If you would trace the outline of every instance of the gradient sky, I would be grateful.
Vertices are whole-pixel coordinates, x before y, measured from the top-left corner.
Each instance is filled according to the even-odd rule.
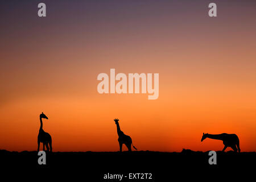
[[[41,2],[0,5],[0,149],[36,150],[43,111],[54,151],[118,151],[115,118],[139,150],[256,151],[256,1]],[[158,99],[100,94],[110,68],[159,73]]]

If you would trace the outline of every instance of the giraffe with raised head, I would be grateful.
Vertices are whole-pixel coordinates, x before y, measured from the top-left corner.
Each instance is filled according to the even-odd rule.
[[[228,134],[226,133],[222,133],[217,135],[212,135],[208,134],[208,133],[203,134],[202,139],[201,142],[203,142],[205,138],[209,138],[210,139],[214,139],[216,140],[220,140],[223,141],[223,144],[224,144],[224,148],[222,150],[224,152],[228,147],[232,148],[232,149],[235,152],[237,152],[237,149],[238,149],[238,152],[240,152],[240,146],[239,142],[239,138],[236,134]]]
[[[118,135],[118,142],[119,146],[120,147],[120,152],[122,152],[122,147],[123,144],[125,144],[127,148],[128,148],[128,150],[129,151],[131,151],[131,146],[133,146],[133,148],[134,148],[136,150],[137,150],[135,147],[134,147],[133,144],[133,142],[131,140],[131,137],[128,135],[125,135],[123,132],[122,132],[120,129],[120,126],[118,123],[118,119],[115,119],[114,121],[115,122],[115,125],[117,125],[117,134]]]
[[[43,112],[41,114],[40,114],[40,129],[39,133],[38,136],[38,151],[39,151],[40,143],[43,143],[43,150],[44,151],[44,146],[46,146],[47,151],[49,151],[49,150],[51,152],[52,151],[52,137],[49,134],[45,132],[44,130],[43,130],[43,121],[42,120],[42,118],[48,119],[48,117]]]

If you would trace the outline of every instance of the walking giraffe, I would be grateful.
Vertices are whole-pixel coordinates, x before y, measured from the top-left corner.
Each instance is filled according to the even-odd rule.
[[[47,151],[49,151],[49,150],[51,152],[52,151],[52,137],[48,133],[46,133],[43,130],[43,121],[42,121],[42,118],[44,118],[48,119],[48,117],[42,112],[41,114],[40,114],[40,129],[39,133],[38,136],[38,151],[39,151],[40,148],[40,143],[43,143],[43,148],[44,150],[44,146],[46,146],[46,148],[47,148]],[[48,146],[49,144],[49,146]]]
[[[128,135],[125,135],[123,132],[122,132],[120,130],[120,126],[119,126],[118,119],[115,119],[114,121],[115,122],[115,125],[117,125],[117,134],[118,135],[118,142],[119,146],[120,147],[120,152],[122,152],[122,147],[123,144],[125,144],[127,148],[128,148],[128,150],[129,151],[131,151],[131,145],[133,148],[134,148],[136,150],[137,150],[135,147],[134,147],[133,144],[133,142],[131,140],[131,137]]]

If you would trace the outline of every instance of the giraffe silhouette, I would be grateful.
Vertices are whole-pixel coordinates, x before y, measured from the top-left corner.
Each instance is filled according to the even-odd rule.
[[[43,148],[44,150],[44,146],[46,146],[46,148],[47,148],[47,151],[49,151],[49,150],[51,152],[52,151],[52,137],[48,133],[46,133],[43,130],[43,121],[42,121],[42,118],[44,118],[48,119],[48,117],[42,112],[41,114],[40,114],[40,129],[39,133],[38,136],[38,151],[39,151],[40,148],[40,143],[43,143]],[[48,145],[49,144],[49,145]]]
[[[122,147],[123,144],[125,144],[127,148],[128,148],[128,150],[129,151],[131,151],[131,145],[133,148],[134,148],[136,150],[137,150],[135,147],[134,147],[133,144],[133,142],[131,140],[131,137],[128,135],[125,135],[123,132],[122,132],[120,130],[120,126],[119,126],[118,119],[115,119],[114,121],[115,122],[115,125],[117,125],[117,134],[118,135],[118,142],[119,146],[120,147],[120,152],[122,152]]]
[[[223,144],[224,144],[224,148],[222,150],[224,152],[228,147],[232,148],[232,149],[235,152],[237,152],[237,148],[238,149],[238,152],[240,152],[240,146],[239,142],[239,138],[236,134],[228,134],[226,133],[222,133],[217,135],[212,135],[208,134],[208,133],[203,134],[202,139],[201,142],[203,142],[205,138],[209,138],[211,139],[214,139],[216,140],[220,140],[223,141]]]

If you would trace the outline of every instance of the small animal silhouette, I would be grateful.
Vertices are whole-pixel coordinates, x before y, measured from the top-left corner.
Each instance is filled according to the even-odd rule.
[[[48,117],[42,112],[41,114],[40,114],[40,129],[39,129],[39,133],[38,134],[38,151],[39,151],[39,147],[40,147],[40,143],[43,143],[43,150],[44,150],[44,146],[46,146],[46,148],[47,148],[47,151],[49,151],[49,150],[51,152],[52,151],[52,137],[48,134],[48,133],[45,132],[43,130],[43,122],[42,121],[42,118],[44,118],[46,119],[48,119]],[[48,145],[49,144],[49,145]]]
[[[129,151],[131,151],[131,145],[133,148],[134,148],[136,150],[137,150],[135,147],[134,147],[133,144],[133,142],[131,140],[131,137],[128,135],[125,135],[123,132],[122,132],[120,130],[120,126],[119,126],[118,119],[115,119],[114,121],[115,122],[115,125],[117,125],[117,134],[118,135],[118,142],[119,146],[120,147],[120,152],[122,152],[122,147],[123,144],[125,144],[127,148],[128,148],[128,150]]]
[[[207,138],[222,140],[223,144],[224,144],[224,148],[222,150],[223,152],[228,147],[230,147],[232,148],[232,149],[235,152],[237,151],[238,148],[238,152],[240,152],[241,150],[239,144],[239,138],[238,136],[237,136],[237,135],[236,134],[228,134],[226,133],[222,133],[218,135],[211,135],[208,134],[208,133],[205,134],[204,133],[203,134],[201,142],[203,142]]]

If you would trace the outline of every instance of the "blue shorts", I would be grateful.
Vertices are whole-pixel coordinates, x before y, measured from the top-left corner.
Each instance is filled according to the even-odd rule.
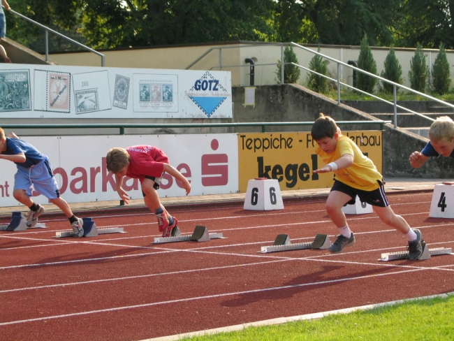
[[[385,186],[381,181],[379,181],[379,184],[380,187],[376,189],[374,189],[373,191],[363,191],[362,189],[356,189],[348,184],[345,184],[344,182],[335,180],[331,191],[338,191],[350,196],[351,200],[346,203],[349,205],[353,205],[355,203],[356,201],[356,196],[358,196],[361,203],[367,203],[372,206],[386,208],[386,206],[389,206],[389,203],[388,198],[386,198],[386,194],[385,193]]]
[[[14,189],[23,189],[27,196],[31,196],[32,191],[43,194],[48,199],[60,196],[60,191],[47,157],[29,168],[17,166],[17,173],[14,176]]]
[[[6,20],[5,15],[0,13],[0,38],[5,38],[6,34]]]

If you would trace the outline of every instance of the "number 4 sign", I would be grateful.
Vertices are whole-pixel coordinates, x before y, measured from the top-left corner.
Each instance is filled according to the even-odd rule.
[[[454,218],[454,183],[437,184],[430,203],[429,217]]]
[[[284,210],[279,182],[276,179],[260,179],[247,182],[244,210]]]

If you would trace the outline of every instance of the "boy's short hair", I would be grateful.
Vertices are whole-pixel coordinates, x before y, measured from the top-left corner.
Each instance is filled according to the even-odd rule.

Exercise goal:
Can you retype every record above exactly, leaving out the pictures?

Correct response:
If you would trace the outline of every instance of the gradient sky, I would be grateful.
Vertices are whole-pixel coordinates, x before y, measured from the top-left corner.
Each instance is filled according to the even-odd rule.
[[[41,2],[0,5],[0,149],[36,150],[43,111],[54,151],[118,151],[115,118],[139,150],[256,151],[256,1]],[[158,99],[100,94],[110,68],[159,73]]]

If you would trace the outline of every instance of the giraffe with raised head, I would be grateful.
Vertices are whole-pixel coordinates, x before y, measured from the top-left corner.
Each instance is filled according to the even-odd rule.
[[[228,134],[226,133],[222,133],[217,135],[212,135],[208,134],[208,133],[203,134],[202,139],[201,142],[203,142],[205,138],[209,138],[210,139],[214,139],[216,140],[220,140],[223,141],[223,144],[224,144],[224,148],[222,150],[224,152],[228,147],[232,148],[232,149],[235,152],[237,152],[237,149],[238,149],[238,152],[240,152],[240,146],[239,142],[239,138],[236,134]]]
[[[118,135],[118,142],[119,146],[120,147],[120,152],[122,152],[122,147],[123,144],[125,144],[127,148],[128,148],[128,150],[129,151],[131,151],[131,146],[133,146],[133,148],[134,148],[136,150],[137,150],[135,147],[134,147],[133,144],[133,142],[131,140],[131,137],[128,135],[125,135],[123,132],[122,132],[120,129],[120,126],[118,123],[118,119],[115,119],[114,121],[115,122],[115,125],[117,125],[117,134]]]
[[[43,112],[41,114],[40,114],[40,129],[39,133],[38,136],[38,151],[39,151],[40,143],[43,143],[43,150],[44,151],[44,146],[46,146],[47,151],[49,151],[49,150],[51,152],[52,151],[52,137],[49,134],[45,132],[44,130],[43,130],[43,121],[42,120],[42,118],[48,119],[48,117]]]

If you would trace the outline of every instance of the walking giraffe, I would be grateful.
Vertices are whole-pixel coordinates, x before y, measured from the top-left corner.
Each instance is filled according to the even-odd rule.
[[[47,151],[49,151],[49,150],[51,152],[52,151],[52,137],[48,133],[46,133],[43,130],[43,121],[42,121],[42,118],[44,118],[48,119],[48,117],[42,112],[41,114],[40,114],[40,129],[39,133],[38,136],[38,151],[39,151],[40,148],[40,143],[43,143],[43,148],[44,150],[44,146],[46,146],[46,148],[47,148]],[[48,146],[49,144],[49,146]]]
[[[128,135],[125,135],[123,132],[122,132],[120,130],[120,126],[119,126],[118,119],[115,119],[114,121],[115,122],[115,125],[117,125],[117,134],[118,135],[118,142],[119,146],[120,147],[120,152],[122,152],[122,147],[123,144],[125,144],[127,148],[128,148],[128,150],[129,151],[131,151],[131,145],[133,148],[134,148],[136,150],[137,150],[135,147],[134,147],[133,144],[133,142],[131,140],[131,137]]]

If you would trace the outline of every instance of the giraffe silhouette, I would be grateful.
Vertices are whole-pixel coordinates, x before y, measured from the top-left corner.
Each instance is filled according to the even-odd rule.
[[[43,148],[44,150],[44,146],[46,146],[46,148],[47,148],[47,151],[49,151],[49,150],[51,152],[52,151],[52,137],[48,133],[46,133],[43,130],[43,121],[42,121],[42,118],[44,118],[48,119],[48,117],[42,112],[41,114],[40,114],[40,129],[39,133],[38,136],[38,151],[39,151],[40,148],[40,143],[43,143]],[[48,145],[49,144],[49,145]]]
[[[122,147],[123,144],[125,144],[127,148],[128,148],[128,150],[129,151],[131,151],[131,145],[133,148],[134,148],[136,150],[137,150],[135,147],[134,147],[133,144],[133,142],[131,140],[131,137],[128,135],[125,135],[123,132],[122,132],[120,130],[120,126],[119,126],[118,119],[115,119],[114,121],[115,122],[115,125],[117,125],[117,134],[118,135],[118,142],[119,146],[120,147],[120,152],[122,152]]]
[[[223,144],[224,144],[224,148],[222,150],[224,152],[228,147],[232,148],[232,149],[235,152],[237,152],[237,148],[238,149],[238,152],[240,152],[240,146],[239,142],[239,138],[236,134],[228,134],[226,133],[222,133],[217,135],[212,135],[208,134],[208,133],[203,134],[202,139],[201,142],[203,142],[205,138],[209,138],[211,139],[214,139],[216,140],[220,140],[223,141]]]

If you would trace the outline of every instance of the small animal silhouette, I would be grateful.
Vertices are whole-pixel coordinates, x before y, measured from the top-left corner.
Each instance is filled according to the even-odd rule.
[[[48,117],[42,112],[41,114],[40,114],[40,129],[39,129],[39,133],[38,134],[38,151],[39,151],[39,147],[40,147],[40,143],[43,143],[43,150],[44,150],[44,146],[46,146],[46,148],[47,148],[47,151],[49,151],[49,150],[51,152],[52,151],[52,137],[48,134],[48,133],[45,132],[43,130],[43,122],[42,121],[42,118],[44,118],[46,119],[48,119]],[[48,145],[49,144],[49,145]]]
[[[129,151],[131,151],[131,145],[133,148],[134,148],[136,150],[137,150],[135,147],[134,147],[133,144],[133,142],[131,140],[131,137],[128,135],[125,135],[123,132],[122,132],[120,130],[120,126],[119,126],[118,119],[115,119],[114,121],[115,122],[115,125],[117,125],[117,134],[118,135],[118,142],[119,146],[120,147],[120,152],[122,152],[122,147],[123,144],[125,144],[127,148],[128,148],[128,150]]]
[[[207,138],[222,140],[223,144],[224,144],[224,148],[222,150],[223,152],[228,147],[230,147],[232,148],[232,149],[235,152],[237,151],[238,148],[238,152],[240,152],[241,150],[239,144],[239,138],[238,136],[237,136],[237,135],[236,134],[228,134],[226,133],[222,133],[218,135],[211,135],[208,134],[208,133],[205,134],[204,133],[203,134],[201,142],[203,142]]]

If you would trace the outline of every instance of the "blue shorts", I would be grateful.
Vertices are whole-pixel coordinates, x before y, measured from the top-left corner.
Each instance is filled according to the even-odd rule.
[[[385,186],[381,181],[379,181],[379,184],[380,187],[376,189],[374,189],[373,191],[363,191],[362,189],[356,189],[348,184],[345,184],[344,182],[335,180],[331,191],[338,191],[350,196],[351,200],[346,203],[349,205],[353,205],[355,203],[356,201],[356,196],[358,196],[361,203],[367,203],[372,206],[386,208],[386,206],[389,206],[389,203],[388,198],[386,198],[386,194],[385,193]]]
[[[14,189],[23,189],[27,196],[31,196],[32,191],[43,194],[48,199],[60,196],[60,191],[47,157],[29,168],[17,166],[17,173],[14,176]]]
[[[6,20],[5,15],[0,13],[0,38],[5,38],[6,34]]]

If you would trace the outline of every instance of the "number 4 sign", I would be grateful.
Vertices are whole-pixel coordinates, x before y, measured from the top-left corner.
Each instance is filled according to the even-odd rule.
[[[454,218],[454,183],[437,184],[430,203],[429,217]]]
[[[284,210],[279,182],[276,179],[260,179],[247,182],[244,210]]]

If you would trace the outline of every instance of the "boy's short hair", I would be grateful.
Vertices are whole-pixel coordinates, x before y, measured from the top-left corner.
Each instance is filled according to the even-odd rule.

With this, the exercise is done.